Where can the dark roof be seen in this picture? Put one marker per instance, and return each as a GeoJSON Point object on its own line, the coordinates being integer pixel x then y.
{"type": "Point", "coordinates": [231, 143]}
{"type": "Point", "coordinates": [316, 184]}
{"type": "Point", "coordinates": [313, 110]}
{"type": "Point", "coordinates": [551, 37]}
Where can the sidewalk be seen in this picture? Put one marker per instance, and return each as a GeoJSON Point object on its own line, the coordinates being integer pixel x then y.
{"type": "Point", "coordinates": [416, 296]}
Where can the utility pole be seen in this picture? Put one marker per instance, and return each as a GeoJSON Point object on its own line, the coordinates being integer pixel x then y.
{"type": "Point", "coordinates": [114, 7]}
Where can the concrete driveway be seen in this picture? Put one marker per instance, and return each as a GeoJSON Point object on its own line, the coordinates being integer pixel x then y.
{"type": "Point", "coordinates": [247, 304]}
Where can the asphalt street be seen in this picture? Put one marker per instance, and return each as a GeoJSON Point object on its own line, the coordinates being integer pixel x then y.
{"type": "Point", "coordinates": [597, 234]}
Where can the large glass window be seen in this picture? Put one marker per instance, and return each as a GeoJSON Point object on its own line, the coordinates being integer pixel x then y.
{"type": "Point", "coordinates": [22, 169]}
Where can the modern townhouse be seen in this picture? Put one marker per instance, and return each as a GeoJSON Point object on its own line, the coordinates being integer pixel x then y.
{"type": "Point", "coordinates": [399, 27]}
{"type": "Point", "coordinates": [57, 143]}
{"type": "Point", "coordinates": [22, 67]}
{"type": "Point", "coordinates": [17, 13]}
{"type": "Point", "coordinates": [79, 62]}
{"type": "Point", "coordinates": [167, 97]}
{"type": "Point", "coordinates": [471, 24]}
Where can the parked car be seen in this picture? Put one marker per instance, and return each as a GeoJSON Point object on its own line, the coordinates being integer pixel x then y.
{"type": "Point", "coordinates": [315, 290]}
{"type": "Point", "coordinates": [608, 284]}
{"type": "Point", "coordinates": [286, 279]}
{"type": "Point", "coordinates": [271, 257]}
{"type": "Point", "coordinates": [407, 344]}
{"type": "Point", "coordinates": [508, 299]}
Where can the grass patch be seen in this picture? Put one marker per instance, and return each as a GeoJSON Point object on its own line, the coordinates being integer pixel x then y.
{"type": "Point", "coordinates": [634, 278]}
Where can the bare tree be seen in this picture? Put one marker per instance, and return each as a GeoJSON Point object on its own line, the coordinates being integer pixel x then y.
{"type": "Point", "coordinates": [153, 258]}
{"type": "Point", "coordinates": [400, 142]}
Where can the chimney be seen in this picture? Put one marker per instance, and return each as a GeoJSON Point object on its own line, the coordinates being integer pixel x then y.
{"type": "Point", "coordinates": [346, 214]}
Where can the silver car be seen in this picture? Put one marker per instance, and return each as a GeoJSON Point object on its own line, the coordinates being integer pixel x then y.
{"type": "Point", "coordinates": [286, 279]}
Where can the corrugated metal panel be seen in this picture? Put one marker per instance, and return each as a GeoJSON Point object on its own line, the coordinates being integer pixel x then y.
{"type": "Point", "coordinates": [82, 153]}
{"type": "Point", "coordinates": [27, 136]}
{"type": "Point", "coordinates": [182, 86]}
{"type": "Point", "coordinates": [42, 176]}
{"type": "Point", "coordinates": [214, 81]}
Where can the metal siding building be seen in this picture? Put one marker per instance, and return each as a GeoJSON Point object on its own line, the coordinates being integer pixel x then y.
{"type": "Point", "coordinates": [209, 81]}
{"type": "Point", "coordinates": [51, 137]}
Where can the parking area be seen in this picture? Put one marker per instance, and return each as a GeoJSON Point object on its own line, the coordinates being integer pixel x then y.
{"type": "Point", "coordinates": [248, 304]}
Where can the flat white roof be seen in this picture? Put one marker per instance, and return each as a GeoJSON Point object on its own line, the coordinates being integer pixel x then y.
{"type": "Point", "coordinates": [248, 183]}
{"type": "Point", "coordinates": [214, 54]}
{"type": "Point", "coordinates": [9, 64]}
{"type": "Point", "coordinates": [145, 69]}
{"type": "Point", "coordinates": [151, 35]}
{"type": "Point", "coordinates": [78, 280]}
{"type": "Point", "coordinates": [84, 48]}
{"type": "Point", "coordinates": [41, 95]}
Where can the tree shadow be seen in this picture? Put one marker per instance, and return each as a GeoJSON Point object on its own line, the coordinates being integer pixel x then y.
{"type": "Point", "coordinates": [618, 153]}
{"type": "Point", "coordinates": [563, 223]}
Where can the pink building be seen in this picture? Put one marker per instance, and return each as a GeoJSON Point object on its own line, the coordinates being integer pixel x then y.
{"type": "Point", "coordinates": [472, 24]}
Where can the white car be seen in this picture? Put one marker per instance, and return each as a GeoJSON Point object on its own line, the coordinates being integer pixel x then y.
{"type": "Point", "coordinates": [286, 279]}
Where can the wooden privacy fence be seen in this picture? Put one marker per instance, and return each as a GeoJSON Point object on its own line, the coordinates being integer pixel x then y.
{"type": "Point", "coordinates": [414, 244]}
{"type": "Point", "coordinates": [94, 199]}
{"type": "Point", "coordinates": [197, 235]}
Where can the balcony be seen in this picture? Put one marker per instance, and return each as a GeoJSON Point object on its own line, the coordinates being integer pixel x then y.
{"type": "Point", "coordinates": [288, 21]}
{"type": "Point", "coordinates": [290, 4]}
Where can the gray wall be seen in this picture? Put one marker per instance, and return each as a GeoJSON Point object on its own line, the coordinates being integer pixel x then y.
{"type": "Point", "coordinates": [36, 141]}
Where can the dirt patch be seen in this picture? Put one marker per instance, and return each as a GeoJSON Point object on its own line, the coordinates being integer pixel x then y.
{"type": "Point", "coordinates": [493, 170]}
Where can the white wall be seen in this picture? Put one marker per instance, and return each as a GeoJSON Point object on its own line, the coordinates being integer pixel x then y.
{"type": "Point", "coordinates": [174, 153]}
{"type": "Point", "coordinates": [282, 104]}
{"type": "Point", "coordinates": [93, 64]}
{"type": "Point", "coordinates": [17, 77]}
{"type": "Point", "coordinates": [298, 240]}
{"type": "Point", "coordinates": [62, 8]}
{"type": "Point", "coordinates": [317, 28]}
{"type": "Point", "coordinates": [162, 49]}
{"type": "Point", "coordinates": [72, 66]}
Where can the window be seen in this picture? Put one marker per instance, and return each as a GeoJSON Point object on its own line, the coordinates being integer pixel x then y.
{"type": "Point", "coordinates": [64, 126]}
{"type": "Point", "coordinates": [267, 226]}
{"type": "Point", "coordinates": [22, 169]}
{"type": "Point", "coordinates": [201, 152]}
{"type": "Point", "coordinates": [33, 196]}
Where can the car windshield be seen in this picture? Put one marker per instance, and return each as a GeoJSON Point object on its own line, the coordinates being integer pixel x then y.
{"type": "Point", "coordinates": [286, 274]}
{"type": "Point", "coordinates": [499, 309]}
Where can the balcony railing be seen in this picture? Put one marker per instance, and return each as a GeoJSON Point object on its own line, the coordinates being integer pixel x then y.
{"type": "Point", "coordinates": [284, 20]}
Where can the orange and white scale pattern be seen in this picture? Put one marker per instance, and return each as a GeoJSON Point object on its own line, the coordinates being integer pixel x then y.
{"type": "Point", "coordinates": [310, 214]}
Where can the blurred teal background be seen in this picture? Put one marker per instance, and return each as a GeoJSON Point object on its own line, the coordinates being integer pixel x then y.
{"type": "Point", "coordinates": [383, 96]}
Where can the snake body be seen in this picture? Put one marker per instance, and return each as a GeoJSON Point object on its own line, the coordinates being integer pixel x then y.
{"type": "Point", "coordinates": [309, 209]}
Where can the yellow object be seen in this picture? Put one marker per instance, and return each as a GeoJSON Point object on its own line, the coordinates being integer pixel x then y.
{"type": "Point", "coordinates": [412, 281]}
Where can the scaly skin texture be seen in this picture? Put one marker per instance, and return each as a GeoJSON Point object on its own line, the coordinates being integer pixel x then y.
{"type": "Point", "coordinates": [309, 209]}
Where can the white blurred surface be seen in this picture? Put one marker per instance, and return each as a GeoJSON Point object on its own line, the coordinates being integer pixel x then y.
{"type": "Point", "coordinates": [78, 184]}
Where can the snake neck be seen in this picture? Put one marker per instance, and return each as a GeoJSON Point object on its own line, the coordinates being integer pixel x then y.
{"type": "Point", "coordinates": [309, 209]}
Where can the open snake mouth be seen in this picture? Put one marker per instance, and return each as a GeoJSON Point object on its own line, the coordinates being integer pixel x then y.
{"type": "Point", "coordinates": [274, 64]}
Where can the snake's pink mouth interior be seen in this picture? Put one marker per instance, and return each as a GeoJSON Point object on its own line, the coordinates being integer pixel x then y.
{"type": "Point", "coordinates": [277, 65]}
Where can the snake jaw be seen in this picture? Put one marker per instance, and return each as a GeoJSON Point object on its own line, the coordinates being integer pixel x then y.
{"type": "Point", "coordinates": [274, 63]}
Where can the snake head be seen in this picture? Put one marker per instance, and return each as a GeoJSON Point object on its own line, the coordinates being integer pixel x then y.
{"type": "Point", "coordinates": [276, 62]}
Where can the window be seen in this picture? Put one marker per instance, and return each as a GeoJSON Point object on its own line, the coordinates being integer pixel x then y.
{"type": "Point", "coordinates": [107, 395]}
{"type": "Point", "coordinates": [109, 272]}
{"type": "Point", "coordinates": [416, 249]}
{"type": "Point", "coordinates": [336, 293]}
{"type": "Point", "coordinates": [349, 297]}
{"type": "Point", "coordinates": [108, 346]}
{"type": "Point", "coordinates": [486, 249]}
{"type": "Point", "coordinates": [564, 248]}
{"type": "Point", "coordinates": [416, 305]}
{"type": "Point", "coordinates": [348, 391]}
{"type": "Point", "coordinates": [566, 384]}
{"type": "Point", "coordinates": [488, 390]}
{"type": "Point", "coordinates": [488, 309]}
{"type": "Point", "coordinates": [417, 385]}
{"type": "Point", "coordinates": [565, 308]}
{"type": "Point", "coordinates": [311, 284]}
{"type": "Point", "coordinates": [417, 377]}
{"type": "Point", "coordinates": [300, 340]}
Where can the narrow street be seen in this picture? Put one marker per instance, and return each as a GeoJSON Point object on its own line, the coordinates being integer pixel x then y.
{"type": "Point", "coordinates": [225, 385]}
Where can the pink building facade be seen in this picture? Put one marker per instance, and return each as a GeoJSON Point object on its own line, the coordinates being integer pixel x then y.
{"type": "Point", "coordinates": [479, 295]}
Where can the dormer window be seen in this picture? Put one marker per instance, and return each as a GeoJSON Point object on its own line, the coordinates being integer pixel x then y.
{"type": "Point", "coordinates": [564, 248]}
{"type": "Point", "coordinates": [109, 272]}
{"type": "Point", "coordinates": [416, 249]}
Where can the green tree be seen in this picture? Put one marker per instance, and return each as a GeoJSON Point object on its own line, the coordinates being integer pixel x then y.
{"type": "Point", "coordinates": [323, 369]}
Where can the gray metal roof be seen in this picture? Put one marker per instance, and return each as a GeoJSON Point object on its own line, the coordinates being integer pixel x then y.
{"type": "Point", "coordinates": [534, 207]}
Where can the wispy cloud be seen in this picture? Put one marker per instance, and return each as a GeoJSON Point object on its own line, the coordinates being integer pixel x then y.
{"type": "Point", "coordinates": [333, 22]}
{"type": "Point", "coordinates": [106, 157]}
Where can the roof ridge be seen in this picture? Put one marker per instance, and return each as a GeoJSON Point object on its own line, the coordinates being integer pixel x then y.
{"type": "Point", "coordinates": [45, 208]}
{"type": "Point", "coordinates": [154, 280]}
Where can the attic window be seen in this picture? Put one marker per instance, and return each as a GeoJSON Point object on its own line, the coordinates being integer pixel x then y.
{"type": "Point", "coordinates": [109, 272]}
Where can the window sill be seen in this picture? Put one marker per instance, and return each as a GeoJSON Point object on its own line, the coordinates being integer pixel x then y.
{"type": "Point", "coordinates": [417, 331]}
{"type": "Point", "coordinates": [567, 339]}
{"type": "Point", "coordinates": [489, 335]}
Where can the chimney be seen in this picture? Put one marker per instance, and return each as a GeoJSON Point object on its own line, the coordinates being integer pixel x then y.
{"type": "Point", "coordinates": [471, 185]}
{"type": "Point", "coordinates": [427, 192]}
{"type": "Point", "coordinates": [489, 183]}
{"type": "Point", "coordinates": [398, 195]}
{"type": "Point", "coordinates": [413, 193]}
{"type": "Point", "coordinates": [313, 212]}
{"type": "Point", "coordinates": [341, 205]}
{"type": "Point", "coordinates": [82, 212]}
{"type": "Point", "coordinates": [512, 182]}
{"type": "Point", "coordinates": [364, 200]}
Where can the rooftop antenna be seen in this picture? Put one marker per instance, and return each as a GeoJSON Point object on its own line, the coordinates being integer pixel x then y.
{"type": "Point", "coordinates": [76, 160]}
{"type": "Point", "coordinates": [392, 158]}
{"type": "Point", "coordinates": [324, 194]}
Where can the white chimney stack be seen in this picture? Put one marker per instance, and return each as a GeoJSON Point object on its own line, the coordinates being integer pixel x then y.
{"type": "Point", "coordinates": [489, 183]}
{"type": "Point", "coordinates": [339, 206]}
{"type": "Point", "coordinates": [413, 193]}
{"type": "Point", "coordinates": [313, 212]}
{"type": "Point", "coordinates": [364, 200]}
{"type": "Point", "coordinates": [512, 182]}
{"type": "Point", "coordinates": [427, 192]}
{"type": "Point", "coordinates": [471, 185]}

_ _ _

Find the line containing "Where can the white chimney" in the material above. Print it and every line after it through the end, exactly and only those.

#### SOLVED PROBLEM
Where can the white chimney stack be seen in this picture? Put one marker per instance, and return each as a GeoJSON Point object on its own line, the coordinates being integer pixel x then y.
{"type": "Point", "coordinates": [489, 183]}
{"type": "Point", "coordinates": [339, 206]}
{"type": "Point", "coordinates": [413, 193]}
{"type": "Point", "coordinates": [313, 212]}
{"type": "Point", "coordinates": [364, 200]}
{"type": "Point", "coordinates": [512, 182]}
{"type": "Point", "coordinates": [427, 192]}
{"type": "Point", "coordinates": [471, 185]}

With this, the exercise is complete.